Information shown
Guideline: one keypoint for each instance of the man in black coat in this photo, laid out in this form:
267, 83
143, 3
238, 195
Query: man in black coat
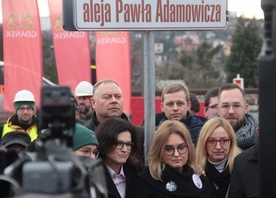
175, 106
245, 179
108, 103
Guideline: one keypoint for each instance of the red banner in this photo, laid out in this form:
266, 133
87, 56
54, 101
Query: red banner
72, 50
113, 61
22, 49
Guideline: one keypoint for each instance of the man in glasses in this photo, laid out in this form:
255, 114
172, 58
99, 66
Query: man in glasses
24, 118
211, 103
233, 107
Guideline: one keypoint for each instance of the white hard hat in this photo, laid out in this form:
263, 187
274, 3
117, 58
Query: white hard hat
84, 88
24, 95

Task details
Update the material above by replacing "Guideline" with "Instruction" everywhere and changing nothing else. Omit the pictures from your answer.

Solution to this exercise
Instruction: one keypoint for each instance of the man in black coat in this photo, laid out in this form:
267, 83
143, 3
238, 195
Query: man in black coat
175, 106
245, 179
108, 103
Instruction: one keypoint for each instance of the red banner in this photo, laid out in this form:
266, 133
87, 56
54, 101
Query: red banner
72, 50
113, 61
22, 49
Instruction: one keypoint for each instance of the man in glasses in this photo, laid out in this form:
255, 114
172, 58
99, 66
Query: man in glasses
24, 118
211, 103
233, 107
Instruction: one keypoint for each instance of the white hard hat in this photo, laid out in this form:
263, 187
274, 3
117, 58
Query: white hard hat
84, 88
24, 95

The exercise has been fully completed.